**Data excerpts:**

================================

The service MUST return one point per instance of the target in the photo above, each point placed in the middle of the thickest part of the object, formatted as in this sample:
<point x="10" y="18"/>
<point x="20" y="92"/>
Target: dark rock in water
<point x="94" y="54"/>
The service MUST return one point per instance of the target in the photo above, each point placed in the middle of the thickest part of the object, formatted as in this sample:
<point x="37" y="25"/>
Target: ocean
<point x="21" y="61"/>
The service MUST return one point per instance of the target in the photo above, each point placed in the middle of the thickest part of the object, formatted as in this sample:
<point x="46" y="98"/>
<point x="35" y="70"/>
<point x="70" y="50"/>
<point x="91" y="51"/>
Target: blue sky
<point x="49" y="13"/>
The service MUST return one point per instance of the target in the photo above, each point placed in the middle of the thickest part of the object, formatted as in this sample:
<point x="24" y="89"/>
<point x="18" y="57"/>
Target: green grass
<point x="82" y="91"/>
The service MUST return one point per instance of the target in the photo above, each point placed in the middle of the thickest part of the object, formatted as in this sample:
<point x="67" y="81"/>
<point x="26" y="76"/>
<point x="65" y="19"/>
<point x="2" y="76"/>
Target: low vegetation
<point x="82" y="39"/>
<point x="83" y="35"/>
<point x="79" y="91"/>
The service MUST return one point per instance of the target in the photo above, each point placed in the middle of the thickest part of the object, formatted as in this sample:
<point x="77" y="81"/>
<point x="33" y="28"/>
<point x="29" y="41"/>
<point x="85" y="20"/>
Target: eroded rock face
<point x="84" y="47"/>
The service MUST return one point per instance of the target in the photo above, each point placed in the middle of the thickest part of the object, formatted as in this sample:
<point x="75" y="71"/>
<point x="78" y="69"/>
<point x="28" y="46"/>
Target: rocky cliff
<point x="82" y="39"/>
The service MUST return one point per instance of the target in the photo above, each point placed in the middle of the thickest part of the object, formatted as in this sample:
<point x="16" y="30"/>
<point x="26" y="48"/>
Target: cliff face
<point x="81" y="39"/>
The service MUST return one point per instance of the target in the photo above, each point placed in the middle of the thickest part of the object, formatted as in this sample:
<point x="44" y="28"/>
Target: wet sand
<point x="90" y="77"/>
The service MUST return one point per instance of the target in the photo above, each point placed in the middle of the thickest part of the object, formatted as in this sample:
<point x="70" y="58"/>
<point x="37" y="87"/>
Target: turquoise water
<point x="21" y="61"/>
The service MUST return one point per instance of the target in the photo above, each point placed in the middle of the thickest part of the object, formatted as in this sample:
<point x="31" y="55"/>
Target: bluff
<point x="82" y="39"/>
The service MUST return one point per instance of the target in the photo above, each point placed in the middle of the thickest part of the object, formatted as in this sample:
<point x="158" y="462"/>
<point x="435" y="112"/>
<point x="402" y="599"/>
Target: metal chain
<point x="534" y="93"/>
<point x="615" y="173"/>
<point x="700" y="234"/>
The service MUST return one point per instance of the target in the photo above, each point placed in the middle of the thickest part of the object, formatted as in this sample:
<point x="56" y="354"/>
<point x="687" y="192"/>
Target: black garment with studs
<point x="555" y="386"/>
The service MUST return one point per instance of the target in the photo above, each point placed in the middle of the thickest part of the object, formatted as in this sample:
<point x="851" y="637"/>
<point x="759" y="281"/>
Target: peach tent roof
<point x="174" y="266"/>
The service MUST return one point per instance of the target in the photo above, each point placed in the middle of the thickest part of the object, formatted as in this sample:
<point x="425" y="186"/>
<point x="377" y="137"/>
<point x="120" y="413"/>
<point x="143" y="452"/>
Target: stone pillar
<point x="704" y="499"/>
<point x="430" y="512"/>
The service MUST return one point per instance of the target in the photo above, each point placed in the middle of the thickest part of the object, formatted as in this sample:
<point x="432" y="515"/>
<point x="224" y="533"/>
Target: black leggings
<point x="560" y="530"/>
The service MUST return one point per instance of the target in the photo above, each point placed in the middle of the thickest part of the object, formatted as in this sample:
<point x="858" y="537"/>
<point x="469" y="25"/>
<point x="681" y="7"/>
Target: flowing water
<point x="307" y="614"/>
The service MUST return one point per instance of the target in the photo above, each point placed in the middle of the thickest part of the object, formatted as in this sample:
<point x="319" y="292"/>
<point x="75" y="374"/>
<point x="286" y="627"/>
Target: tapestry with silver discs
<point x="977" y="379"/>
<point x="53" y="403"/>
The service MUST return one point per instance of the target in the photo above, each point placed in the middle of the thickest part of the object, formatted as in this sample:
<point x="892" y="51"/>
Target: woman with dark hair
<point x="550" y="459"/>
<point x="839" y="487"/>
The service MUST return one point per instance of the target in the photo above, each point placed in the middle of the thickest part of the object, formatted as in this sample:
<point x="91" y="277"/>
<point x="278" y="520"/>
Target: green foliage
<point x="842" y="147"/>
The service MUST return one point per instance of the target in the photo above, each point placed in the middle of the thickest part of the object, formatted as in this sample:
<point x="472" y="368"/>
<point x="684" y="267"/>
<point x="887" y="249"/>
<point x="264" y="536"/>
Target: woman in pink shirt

================================

**What the task asks:**
Nothing in the records above may be left out when you repeat them exactly.

**Answer space:**
The service MUST return one point per instance of the target in the photo above, each point placed in the middle of the thickest part of the object, formatted as in this sample:
<point x="10" y="18"/>
<point x="20" y="92"/>
Target: dark rock in water
<point x="94" y="54"/>
The service MUST return one point per instance of the target in the photo above, each point placed in the middle of the thickest part of the object, formatted as in this sample:
<point x="37" y="25"/>
Target: ocean
<point x="21" y="61"/>
The service MUST return one point per instance of the target in the photo above, each point placed in the middle of the thickest part of the object, formatted as in this sample:
<point x="46" y="98"/>
<point x="35" y="70"/>
<point x="70" y="50"/>
<point x="91" y="51"/>
Target: blue sky
<point x="49" y="13"/>
The service MUST return one point per instance of the target in the photo above, each point placed in the middle of the thickest part of the object, formatted as in this sample:
<point x="24" y="89"/>
<point x="18" y="57"/>
Target: green grass
<point x="82" y="91"/>
The service MUST return one point per instance of the target in the photo above, each point placed in the middle of the thickest part of the object, formatted as in this sample:
<point x="67" y="81"/>
<point x="26" y="76"/>
<point x="65" y="19"/>
<point x="2" y="76"/>
Target: low vegetation
<point x="82" y="39"/>
<point x="83" y="35"/>
<point x="79" y="91"/>
The service MUST return one point per instance of the target in the photo above, each point placed in the middle of the thickest part of the object, formatted as in this sample:
<point x="77" y="81"/>
<point x="33" y="28"/>
<point x="29" y="41"/>
<point x="85" y="20"/>
Target: eroded rock face
<point x="84" y="47"/>
The service MUST return one point per instance of the target in the photo above, each point placed in the middle of the thickest part of the object, formatted as in this sample:
<point x="75" y="71"/>
<point x="78" y="69"/>
<point x="28" y="46"/>
Target: rocky cliff
<point x="82" y="39"/>
The service MUST return one point per instance of the target in the photo above, each point placed in the middle of the thickest part of the object, formatted as in this sample:
<point x="16" y="30"/>
<point x="26" y="48"/>
Target: cliff face
<point x="81" y="39"/>
The service MUST return one point per instance of the target in the photo above, each point placed in the middle of the thickest part of the object, formatted as in this sample:
<point x="44" y="28"/>
Target: wet sand
<point x="90" y="77"/>
The service MUST return one point per instance of the target in the photo above, each point placed in the middle of the thickest part of the object, formatted as in this sample:
<point x="70" y="58"/>
<point x="37" y="87"/>
Target: turquoise water
<point x="21" y="61"/>
The service MUST return one point per instance of the target in the photo above, each point placed in the middle of the thickest part of the object, formatted as in this sample:
<point x="31" y="55"/>
Target: bluff
<point x="82" y="39"/>
The service MUST return one point per instance of the target in the photo above, each point placed in the middle of the thickest part of the object, formatted as in this sample:
<point x="158" y="462"/>
<point x="435" y="112"/>
<point x="402" y="599"/>
Target: metal chain
<point x="534" y="93"/>
<point x="615" y="173"/>
<point x="700" y="234"/>
The service MUST return one point per instance of the target in the photo above, each point placed in the middle of the thickest part of the object, formatted as in this sample:
<point x="56" y="354"/>
<point x="687" y="192"/>
Target: black garment with studs
<point x="555" y="386"/>
The service MUST return one point per instance of the target in the photo above, each point placed in the middle of the thickest part of the object, formatted as in this sample:
<point x="851" y="637"/>
<point x="759" y="281"/>
Target: peach tent roof
<point x="174" y="266"/>
The service MUST return one point per instance of the target in the photo above, each point placed in the middle of the thickest part of the object, formatted as in this sample:
<point x="425" y="186"/>
<point x="377" y="137"/>
<point x="120" y="413"/>
<point x="143" y="452"/>
Target: stone pillar
<point x="704" y="499"/>
<point x="430" y="512"/>
The service MUST return one point per instance of the target in the photo above, each point placed in the middle of the thickest part of the object, formatted as in this sample:
<point x="432" y="515"/>
<point x="224" y="533"/>
Target: black leggings
<point x="560" y="530"/>
The service MUST return one point per instance of the target in the photo above, each point placed in the middle of the thickest part of the object, formatted as in this sample:
<point x="858" y="537"/>
<point x="469" y="25"/>
<point x="681" y="7"/>
Target: flowing water
<point x="307" y="614"/>
The service MUST return one point per instance of the target in the photo above, each point placed in the middle of the thickest part of the object, formatted as in this sample:
<point x="319" y="292"/>
<point x="75" y="374"/>
<point x="286" y="627"/>
Target: tapestry with silver discs
<point x="977" y="379"/>
<point x="53" y="403"/>
The service MUST return one point per instance of the target in the photo above, each point placed in the middle of the thickest part of the object, formatted as in this sample:
<point x="892" y="51"/>
Target: woman with dark hair
<point x="550" y="459"/>
<point x="839" y="487"/>
The service MUST return one point per instance of the target in the photo above, each point placed in the middle of the thickest part of the object, formatted as in this sample:
<point x="91" y="277"/>
<point x="278" y="520"/>
Target: green foliage
<point x="842" y="147"/>
The service MUST return one point per instance of the target in the photo above, each point placed in the middle of the thickest part of the object, formatted as in this sample:
<point x="472" y="368"/>
<point x="684" y="267"/>
<point x="887" y="249"/>
<point x="264" y="536"/>
Target: woman in pink shirt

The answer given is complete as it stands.